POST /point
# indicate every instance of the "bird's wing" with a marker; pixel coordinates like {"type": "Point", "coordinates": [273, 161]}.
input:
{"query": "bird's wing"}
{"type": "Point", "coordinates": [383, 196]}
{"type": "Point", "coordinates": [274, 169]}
▬▬▬▬▬▬
All entries must be repeated verbatim.

* _Response to the task_:
POST /point
# indicate every instance of the "bird's wing" with a marker; pixel coordinates like {"type": "Point", "coordinates": [273, 161]}.
input:
{"query": "bird's wing"}
{"type": "Point", "coordinates": [383, 196]}
{"type": "Point", "coordinates": [274, 169]}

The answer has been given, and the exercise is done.